◆ **ENTRIES PROVIDED**
------------------------------------

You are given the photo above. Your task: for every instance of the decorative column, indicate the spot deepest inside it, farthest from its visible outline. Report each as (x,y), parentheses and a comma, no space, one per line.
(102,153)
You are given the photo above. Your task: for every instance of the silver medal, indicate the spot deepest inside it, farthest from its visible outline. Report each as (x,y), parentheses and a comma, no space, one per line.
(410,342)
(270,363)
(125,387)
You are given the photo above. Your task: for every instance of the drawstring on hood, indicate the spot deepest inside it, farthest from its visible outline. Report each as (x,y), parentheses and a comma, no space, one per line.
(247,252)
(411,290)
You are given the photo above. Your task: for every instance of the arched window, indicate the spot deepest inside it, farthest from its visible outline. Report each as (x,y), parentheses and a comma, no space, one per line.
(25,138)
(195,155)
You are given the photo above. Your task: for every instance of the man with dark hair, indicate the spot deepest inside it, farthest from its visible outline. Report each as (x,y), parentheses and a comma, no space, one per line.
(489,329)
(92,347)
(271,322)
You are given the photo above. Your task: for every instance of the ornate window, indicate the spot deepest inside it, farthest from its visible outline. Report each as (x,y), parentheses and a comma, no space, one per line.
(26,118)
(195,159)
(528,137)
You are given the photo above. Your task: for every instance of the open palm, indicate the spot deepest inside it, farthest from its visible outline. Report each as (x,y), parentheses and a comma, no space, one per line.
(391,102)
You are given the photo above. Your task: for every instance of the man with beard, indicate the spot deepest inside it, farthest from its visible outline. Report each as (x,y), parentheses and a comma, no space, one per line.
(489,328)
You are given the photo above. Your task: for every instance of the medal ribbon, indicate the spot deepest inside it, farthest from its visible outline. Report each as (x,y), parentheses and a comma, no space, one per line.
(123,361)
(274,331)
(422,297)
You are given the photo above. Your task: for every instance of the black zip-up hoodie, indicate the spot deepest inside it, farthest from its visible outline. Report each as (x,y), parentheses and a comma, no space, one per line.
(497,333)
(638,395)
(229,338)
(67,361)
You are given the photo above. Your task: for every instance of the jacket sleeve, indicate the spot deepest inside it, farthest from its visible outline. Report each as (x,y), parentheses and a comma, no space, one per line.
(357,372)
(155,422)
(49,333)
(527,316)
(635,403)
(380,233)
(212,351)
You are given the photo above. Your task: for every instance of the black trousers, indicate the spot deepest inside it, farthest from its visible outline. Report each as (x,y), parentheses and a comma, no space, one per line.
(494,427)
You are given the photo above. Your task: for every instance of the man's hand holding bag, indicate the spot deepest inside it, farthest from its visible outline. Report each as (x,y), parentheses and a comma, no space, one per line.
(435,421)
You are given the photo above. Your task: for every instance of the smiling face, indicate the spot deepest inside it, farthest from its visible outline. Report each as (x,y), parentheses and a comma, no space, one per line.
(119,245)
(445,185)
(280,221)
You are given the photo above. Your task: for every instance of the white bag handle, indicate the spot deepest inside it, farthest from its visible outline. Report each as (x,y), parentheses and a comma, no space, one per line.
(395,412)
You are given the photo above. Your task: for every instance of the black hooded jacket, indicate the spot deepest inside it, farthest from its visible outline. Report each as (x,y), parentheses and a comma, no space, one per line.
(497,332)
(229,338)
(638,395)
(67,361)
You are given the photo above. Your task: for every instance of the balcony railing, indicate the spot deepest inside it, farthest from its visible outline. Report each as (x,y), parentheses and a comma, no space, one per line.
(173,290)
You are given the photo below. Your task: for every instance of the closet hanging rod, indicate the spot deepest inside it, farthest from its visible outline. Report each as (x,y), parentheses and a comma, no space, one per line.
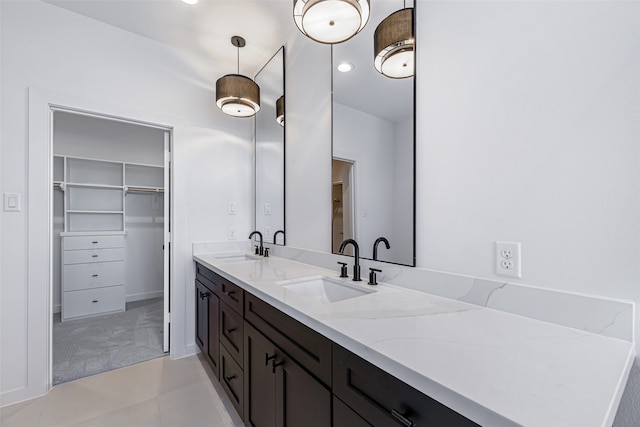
(145,190)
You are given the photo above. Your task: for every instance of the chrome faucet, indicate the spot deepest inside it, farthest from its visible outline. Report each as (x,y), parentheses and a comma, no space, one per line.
(375,246)
(356,266)
(275,235)
(261,250)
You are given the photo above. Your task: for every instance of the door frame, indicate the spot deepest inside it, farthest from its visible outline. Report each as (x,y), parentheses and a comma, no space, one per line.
(40,213)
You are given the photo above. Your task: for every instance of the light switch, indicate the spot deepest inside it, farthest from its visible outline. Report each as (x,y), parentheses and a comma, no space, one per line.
(12,202)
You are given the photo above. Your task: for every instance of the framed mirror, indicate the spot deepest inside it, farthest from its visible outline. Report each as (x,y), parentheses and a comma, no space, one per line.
(269,146)
(373,167)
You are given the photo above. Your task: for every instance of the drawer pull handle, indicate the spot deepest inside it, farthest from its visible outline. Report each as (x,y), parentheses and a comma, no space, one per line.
(275,364)
(404,420)
(267,358)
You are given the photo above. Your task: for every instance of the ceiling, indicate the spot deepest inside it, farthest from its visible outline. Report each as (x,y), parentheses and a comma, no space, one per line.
(205,29)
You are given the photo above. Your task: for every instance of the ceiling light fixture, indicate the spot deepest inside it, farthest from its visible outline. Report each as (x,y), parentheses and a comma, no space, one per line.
(280,111)
(345,67)
(330,21)
(393,45)
(237,95)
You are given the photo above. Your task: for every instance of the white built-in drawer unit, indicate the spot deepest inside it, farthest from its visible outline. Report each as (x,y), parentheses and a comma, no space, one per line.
(92,275)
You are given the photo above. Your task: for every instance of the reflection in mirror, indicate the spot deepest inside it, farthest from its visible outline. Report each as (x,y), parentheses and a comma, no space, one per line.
(269,151)
(373,172)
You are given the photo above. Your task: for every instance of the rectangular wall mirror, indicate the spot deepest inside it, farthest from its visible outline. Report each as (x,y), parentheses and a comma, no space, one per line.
(269,148)
(373,167)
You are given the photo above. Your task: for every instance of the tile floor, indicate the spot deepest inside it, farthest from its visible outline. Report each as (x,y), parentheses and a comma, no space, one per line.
(161,392)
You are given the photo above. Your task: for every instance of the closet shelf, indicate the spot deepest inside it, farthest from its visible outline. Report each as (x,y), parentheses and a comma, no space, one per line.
(94,211)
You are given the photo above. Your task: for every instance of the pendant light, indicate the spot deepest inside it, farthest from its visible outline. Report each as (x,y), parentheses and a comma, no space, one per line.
(330,21)
(237,95)
(280,111)
(393,45)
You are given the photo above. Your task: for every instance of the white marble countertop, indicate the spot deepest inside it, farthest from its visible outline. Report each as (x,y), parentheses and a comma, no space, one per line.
(496,368)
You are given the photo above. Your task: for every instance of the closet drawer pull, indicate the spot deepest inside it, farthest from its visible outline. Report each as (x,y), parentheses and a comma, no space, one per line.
(404,420)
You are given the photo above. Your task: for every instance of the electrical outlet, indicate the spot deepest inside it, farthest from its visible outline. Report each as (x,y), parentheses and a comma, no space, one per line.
(233,208)
(508,259)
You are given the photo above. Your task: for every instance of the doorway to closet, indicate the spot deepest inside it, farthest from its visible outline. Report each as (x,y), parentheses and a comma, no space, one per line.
(110,225)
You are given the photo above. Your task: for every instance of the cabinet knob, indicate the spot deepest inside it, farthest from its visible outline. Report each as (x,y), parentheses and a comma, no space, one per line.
(267,358)
(403,419)
(275,364)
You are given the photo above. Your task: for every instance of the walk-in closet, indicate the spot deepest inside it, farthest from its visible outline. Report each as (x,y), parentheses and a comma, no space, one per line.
(110,225)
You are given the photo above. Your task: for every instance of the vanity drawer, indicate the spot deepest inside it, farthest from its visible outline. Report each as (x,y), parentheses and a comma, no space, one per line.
(309,348)
(384,400)
(90,302)
(93,255)
(208,278)
(232,332)
(93,275)
(232,379)
(231,294)
(72,243)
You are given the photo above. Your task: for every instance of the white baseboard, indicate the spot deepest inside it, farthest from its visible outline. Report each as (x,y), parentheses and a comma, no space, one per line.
(144,295)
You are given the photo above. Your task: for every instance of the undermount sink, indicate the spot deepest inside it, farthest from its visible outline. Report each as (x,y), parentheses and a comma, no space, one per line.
(236,257)
(325,289)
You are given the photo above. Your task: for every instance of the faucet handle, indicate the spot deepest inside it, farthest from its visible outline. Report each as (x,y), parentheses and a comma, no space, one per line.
(372,276)
(343,269)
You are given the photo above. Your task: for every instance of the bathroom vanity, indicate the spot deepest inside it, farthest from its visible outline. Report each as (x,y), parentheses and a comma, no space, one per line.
(293,344)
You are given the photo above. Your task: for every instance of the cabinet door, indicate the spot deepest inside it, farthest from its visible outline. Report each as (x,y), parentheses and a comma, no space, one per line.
(301,400)
(259,379)
(207,307)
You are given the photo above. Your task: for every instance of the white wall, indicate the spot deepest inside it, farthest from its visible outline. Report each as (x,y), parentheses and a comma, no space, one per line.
(50,48)
(527,130)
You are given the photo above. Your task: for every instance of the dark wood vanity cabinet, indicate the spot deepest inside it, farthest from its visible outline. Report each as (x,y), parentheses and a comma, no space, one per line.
(279,392)
(383,400)
(207,318)
(278,372)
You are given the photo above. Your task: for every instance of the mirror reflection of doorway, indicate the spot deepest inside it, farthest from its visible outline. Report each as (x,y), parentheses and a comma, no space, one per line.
(110,281)
(342,224)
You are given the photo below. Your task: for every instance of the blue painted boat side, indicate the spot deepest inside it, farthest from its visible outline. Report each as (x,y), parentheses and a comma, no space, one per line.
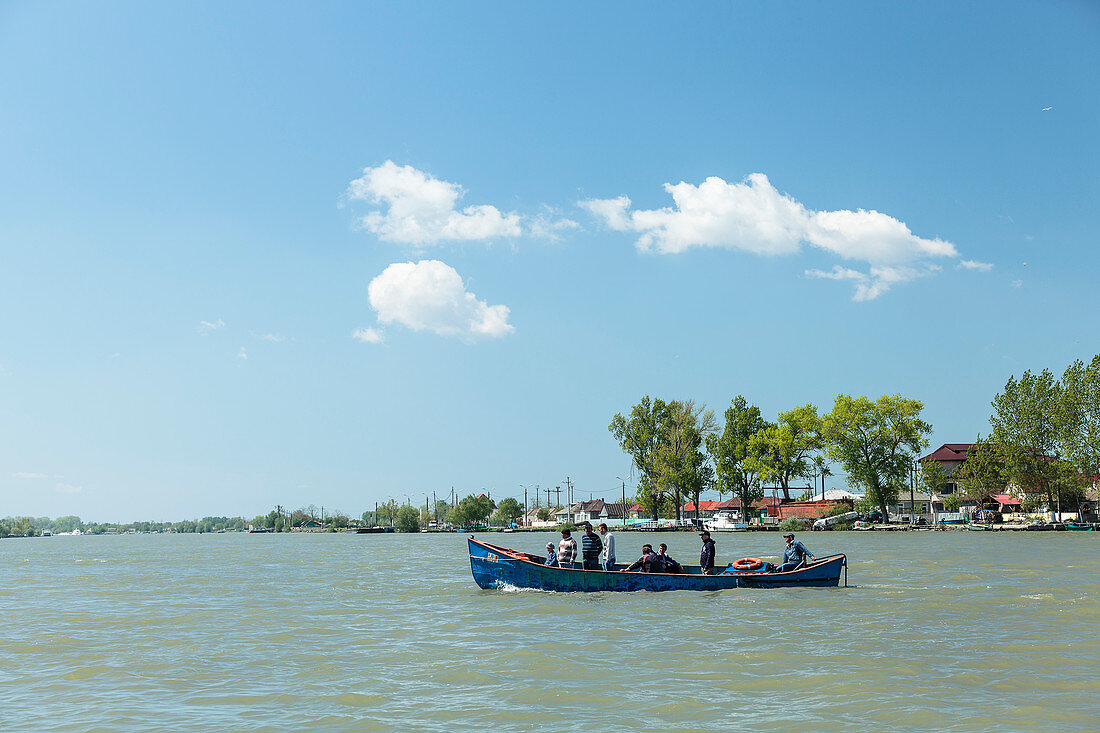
(493,566)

------------------------------------

◆ **ABOUT THIS TASK**
Hand back exactly the lines from the one with "of the mirror" through the last line of the data above, both ends included, with every picture left out.

◆ **WRITTEN RESPONSE**
You are given the photo above. Your task: for every instance of the mirror reflection of doorway, indicate the spot deepest inside it, farthest from its visible outline. Report each as (x,y), parentheses and a comma, no space, one per line.
(110,281)
(342,224)
You are given the photo below. Your task: for every instance of the blue painted boat side, indicate the spot deepest inside it, farthest from its visible outline. Report each as (x,y), parentheses and a comma, no space, one per line.
(493,566)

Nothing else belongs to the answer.